DIRECTION: Copy out all of the data exactly as it appears.

— start DATASET —

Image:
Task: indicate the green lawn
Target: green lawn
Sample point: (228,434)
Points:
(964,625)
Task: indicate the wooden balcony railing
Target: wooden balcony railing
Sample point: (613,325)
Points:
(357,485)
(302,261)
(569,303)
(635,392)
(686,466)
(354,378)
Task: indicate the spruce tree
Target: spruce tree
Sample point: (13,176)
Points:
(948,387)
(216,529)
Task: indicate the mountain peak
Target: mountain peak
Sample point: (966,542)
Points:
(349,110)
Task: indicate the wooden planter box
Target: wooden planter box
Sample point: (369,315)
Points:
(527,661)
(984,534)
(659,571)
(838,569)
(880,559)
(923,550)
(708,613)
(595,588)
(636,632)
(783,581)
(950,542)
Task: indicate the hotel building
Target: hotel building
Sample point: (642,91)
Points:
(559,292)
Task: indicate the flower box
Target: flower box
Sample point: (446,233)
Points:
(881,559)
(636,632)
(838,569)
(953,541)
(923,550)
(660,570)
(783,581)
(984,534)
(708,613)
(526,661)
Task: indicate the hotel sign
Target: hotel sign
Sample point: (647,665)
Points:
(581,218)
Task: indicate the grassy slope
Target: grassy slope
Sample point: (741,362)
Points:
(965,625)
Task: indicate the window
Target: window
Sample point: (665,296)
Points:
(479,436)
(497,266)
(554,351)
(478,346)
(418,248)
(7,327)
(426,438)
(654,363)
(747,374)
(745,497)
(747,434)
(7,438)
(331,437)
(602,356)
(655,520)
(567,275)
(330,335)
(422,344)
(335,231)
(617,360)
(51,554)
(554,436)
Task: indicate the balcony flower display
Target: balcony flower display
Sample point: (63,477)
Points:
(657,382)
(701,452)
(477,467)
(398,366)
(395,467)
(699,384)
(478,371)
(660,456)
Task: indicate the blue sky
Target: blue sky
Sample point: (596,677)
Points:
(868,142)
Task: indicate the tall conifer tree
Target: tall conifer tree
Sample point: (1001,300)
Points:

— end DATASET —

IN RESPONSE:
Image:
Task: indicate the green lawn
Target: green lawn
Sample point: (228,434)
Points:
(964,625)
Task: indicate the wooden balcony railing
Target: wooden balcony railing
Sample point: (613,325)
Points:
(357,485)
(302,261)
(569,303)
(635,392)
(686,466)
(354,378)
Task: indicate the spruce tree
Target: spruce tree
Sample point: (13,176)
Points:
(948,387)
(216,529)
Task: indicate the mountain peak
Target: mountain peak
Sample point: (966,542)
Points:
(349,110)
Task: indicate the wooden planter box
Target: wooden planter box
Sample point: (369,315)
Points:
(527,661)
(984,534)
(659,571)
(838,569)
(880,559)
(923,550)
(708,613)
(595,588)
(636,632)
(783,581)
(950,542)
Task: indicate the hotel building
Target: hotel building
Sample point: (642,91)
Points:
(559,292)
Task: indicate the flower box
Target: flower box
Sample point: (446,233)
Points:
(881,559)
(636,632)
(838,569)
(953,541)
(923,550)
(660,570)
(783,581)
(984,534)
(708,613)
(526,661)
Task: indicate the hotel sign
Target: hotel sign
Sample point: (647,665)
Points:
(581,218)
Task: indicate the grassy slope
Target: grassy slope
Sample point: (741,362)
Points:
(965,625)
Task: indicate the window
Target: window
Sample point: (665,296)
Points:
(479,436)
(497,266)
(554,351)
(478,346)
(418,248)
(7,327)
(426,438)
(654,363)
(747,374)
(745,497)
(747,434)
(7,438)
(331,437)
(602,356)
(655,520)
(567,275)
(330,335)
(422,344)
(335,231)
(617,360)
(51,554)
(554,436)
Task: indicate the balcony flower display
Target: balcony flower display
Sample point: (63,477)
Points:
(657,382)
(701,452)
(477,467)
(398,366)
(395,467)
(699,384)
(478,371)
(660,456)
Task: indicate the blue sky
Target: blue sky
Sample point: (596,677)
Points:
(868,142)
Task: indicate the tall conifer tree
Target: tall conifer tree
Sample point: (1001,300)
Points:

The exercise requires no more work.